__出題__
下に示す山行記録の本文を、最後の文の後から書き継いでください。

__文書抜粋__
= = = = =

今日は降雨の確立が高いという予報だった所為なのだろう、ハイキングや花見の絶好の日曜日であるにもかかわらず人出は少なく、高座滝前での賑いも、桜並木が続く芦屋川川原の賑いも今一つという様子で、A懸垂岩は我々の一人占め、芦屋川川原では隣のグループを気にする必要もなく気儘に楽しむことが可能となった。MOくんは鼻の手術、ABちゃんは痔の手術から一ヶ月余りだと思うのだが、二人とも病み上がりという様子は皆無で、アイトレにも飲酒にも果敢に取り組んでいた。羨ましい限りだ。
◆撮影:2012年10月14日、奥の深谷源流(比良山系)にて
(ヤマトリカブト)
2012年10月28日(日)
『T山の会』
<烏帽子岩>
■参加者:ABちゃん、MOくん、MK子さん、YUSUN
[JR道場駅]→[百丈岩]→(鎌倉峡)→[烏帽子岩]→[JR道場駅]
<20数年振り>
道場駅舎で皆がやって来るのを待つとき、既に雨が降っていた。計画は「不動岩で岩登り」であったのだが、降雨ゆえ鎌倉峡にハイキングに行こうということになった。今日の降雨は昨日から分かっていたことなのだが、そもそも、我々の山の会には「中止」という言葉が存在しない。僕は、京橋駅でJRの切符を購入する前にABちゃんにメールを送信した、「不動へ行くのですか?」と。すると「雨なので、百丈岩になると思います」との予想通りの返信があった。「明日雨なら“百丈岩”で脱出訓練なのだろう」と僕は昨日より考えていたのだ。

= = = = =

__提供情報__
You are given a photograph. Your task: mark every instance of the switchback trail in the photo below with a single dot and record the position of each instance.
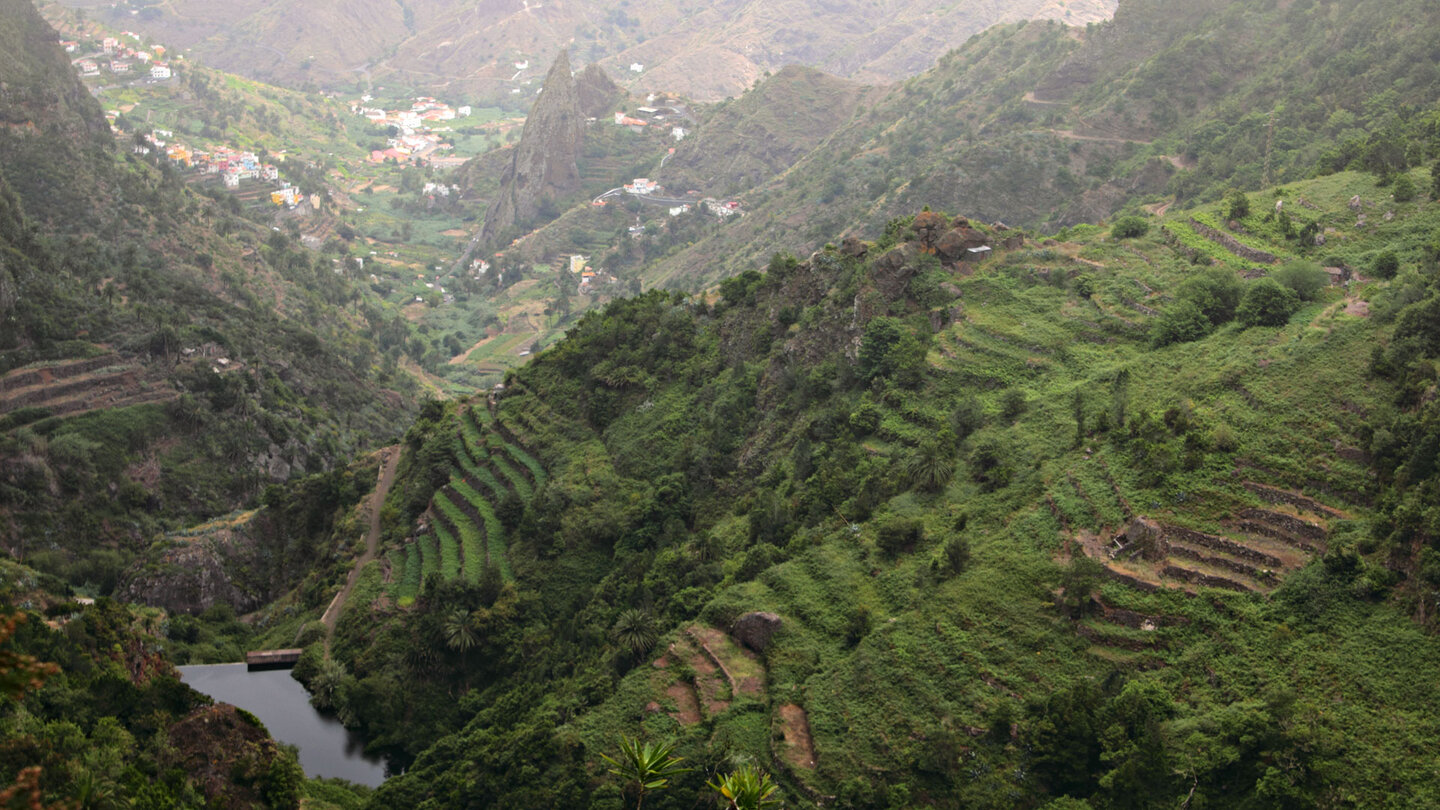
(389, 460)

= = = = =

__解答例__
ところがである、皆が揃ったところで「鎌倉峡にハイキングに行こう」と計画が変更になったのだ。雨の岩場で脱出訓練を行なうことに気乗りがしていなかった僕は胸を撫で下ろした。それは雨や泥砂でロープが濡れ汚れるのは間違いが無いゆえ、帰宅してからの、陰干しや泥落しという手間暇を考えたからだ。
“鎌倉峡”の右岸の道を20分ばかり進んだとき、先頭を歩いていたMOくんが「戻ろう」と言った。それは、予想外に岩場が多く雨で濡れて足下が至極悪く、尚且つ、道から川面までかなりの高さの処が現れるので、滑落して怪我でもしたらつまらないと考えたからだろう。そのとき、「計画が不動岩のとき、もし降雨の可能性があるときには渓流靴も準備する」という話が持ち上がった。「雨の時は鎌倉峡で沢登り」と考えたのだが、しかしその流れはけっして清冽な流れという様子ではなかった。
その後、“烏帽子岩”を20数年ぶりに訪れることになった。「道場駅から然程遠くはなかった筈だ」「車道から直ぐの処に岩場があった」などの、僕の微かな記憶を頼りに歩き、直ぐに辿り着くこととなったのだが、「僕が攀じれるルートは皆無みたいだ」と、僕は岩場を見上げるばかりであった。併しだ、次回機会があれば、最も平易なルートでよいから二十数年ぶりに一度攀じってみたいと思った。
◆撮影:2010年6月20日、百丈岩にて
2012年7月1日(日)
『T山の会』
<裏六甲・百丈岩>
■参加者:Abちゃん、Moくん、Se子さん、Yusun
<脱出と救助訓練>
降雨の確立が極めて高いというところで、行き先と目的が変更になった。本来なら堡塁岩にて岩登りの計画であったが、百丈岩での脱出と救助訓練へと変わった。
Moくんの指導のもと、トップが墜落したという想定で、セカンドがユマールとチェスト、そしてテープ、シュリンゲを駆使してトップのところまで登り、先ずはトップを下ろし、その後自身も懸垂下降するのだ。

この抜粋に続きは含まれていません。